_Исходный текст_
--- --- ---

После всего | Коллизия
Революция под следствием
Румынские прокуроры вновь открыли «дело революции 1989 года», чтобы наконец найти загадочных террористов. Что за этим кроется и чем грозит вскрытие тайных пружин самой кровавой из антикоммунистических революций 1980-х?
Очередную годовщину свержения диктатуры Николае Чаушеску в 1989 году Румыния встречает обострением давней полемики. Главный вопрос: «Кто в нас стрелял после 22 декабря?» Детонатор — неожиданное решение прокуратуры вернуться к закрытому год назад уголовному «делу революции». Обстоятельства дела: после бегства диктатора из Бухареста 22 декабря 1989-го в ходе уличных боев между восставшими и так называемыми террористами погибло свыше тысячи человек, при этом ни один «террорист» не убит и не пойман, так что с достоверностью утверждать, что это были за люди, не может никто. В ходу подозрения: а что если это была зловещая провокация с целью отвлечь внимание и дать утвердиться у власти группе бывших коммунистов во главе с Ионом Илиеску? И вот что особенно важно: на сей раз борцы за «правду о революции» грозят разоблачением не только неведомым «террористам», но и тем, кто 27 лет назад, по выражению следователей, «стоял за их спинами».
Как это было
«Долой Чаушеску!» — ревела толпа на Дворцовой площади в Бухаресте. Зазвенели разбитые стекла, распахнулись кованые двери, поток демонстрантов хлынул в штаб румынских коммунистов. В окнах замелькали фигуры, а на балконе, с которого еще вчера выступал Чаушеску, кто-то размахивал трехцветным полотнищем с вырезанным гербом социалистической Румынии. Затем над крышей медленно поднялся белый вертолет и, сделав вираж над боковой улицей, скрылся из виду. Шло 22 декабря 1989 года, часы показывали 12:08. Так была открыта новая страница в истории Румынии.
Это — цитата из моего репортажа из Бухареста 27-летней давности. Хорошо помню атмосферу ликования в городе. Весть о бегстве Чаушеску на вертолете передавалась из уст в уста. На улицах обнимались и целовались, даже танцевали. Вдоль и поперек по городу мчались самосвалы, набитые повстанцами, те кричали, размахивали флагами. Легковые машины ехали с протяжными гудками, а смеющиеся водители в знак победы высовывали наружу руку с двумя поднятыми пальцами — V.

--- --- ---

_Задания к тексту_
1) Перепишите из статьи о революции в Румынии отрывок, начиная со слов «После всего |» и заканчивая словами «антикоммунистических революций 1980-х?».
2) Перечислите все виды транспорта, которые упоминаются в статье о революции в Румынии.
3) Продолжите статью о революции в Румынии, начав сразу после ее последнего предложения.
Листинг представляет собой самостоятельный материал, отдельный от статьи.

_Предоставленные данные_
--- --- ---

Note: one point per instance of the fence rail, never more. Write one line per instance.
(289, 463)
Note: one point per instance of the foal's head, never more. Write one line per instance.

--- --- ---

_Ответы к заданиям_
1)
После всего | Коллизия
Революция под следствием
Румынские прокуроры вновь открыли «дело революции 1989 года», чтобы наконец найти загадочных террористов. Что за этим кроется и чем грозит вскрытие тайных пружин самой кровавой из антикоммунистических революций 1980-х?

2) Вертолет, самосвалы, легковые машины.

3)
Но уже к вечеру энтузиазм уступил место смутной тревоге. Под руководством активистов с трехцветными повязками повстанцы стали разводить костры и возводить баррикады. Поперек магистралей разворачивали грузовики и строительную технику. В глазах появился лихорадочный блеск, вооружались чем попало, готовясь к борьбе. С кем?
Стрельба началась ночью и, как пожар в сухом лесу, быстро охватила весь город. Полилась кровь. Никто не мог сказать, кто и с какой целью сеет смерть, но само собой подразумевалось, что это сторонники Чаушеску, которых с легкой руки одного из дикторов «Свободного румынского телевидения» стали называть «террористами». После расстрела Николае и Елены Чаушеску 25 декабря в воинской части в Тырговиште кровопролитие постепенно стихло.
Десять дней боев между революционерами, на сторону которых встала армия, и «террористами», повергли в шок не только Румынию. Революция оказалась совсем не бархатной, а цена поворота от тоталитаризма к демократии — страшной: 1104 погибших, 3352 раненых. Это было самое кровопролитное прощание с коммунизмом в Восточной Европе. Страшно звучал и вопрос, безответно повисший в воздухе: так кто же стрелял в народ?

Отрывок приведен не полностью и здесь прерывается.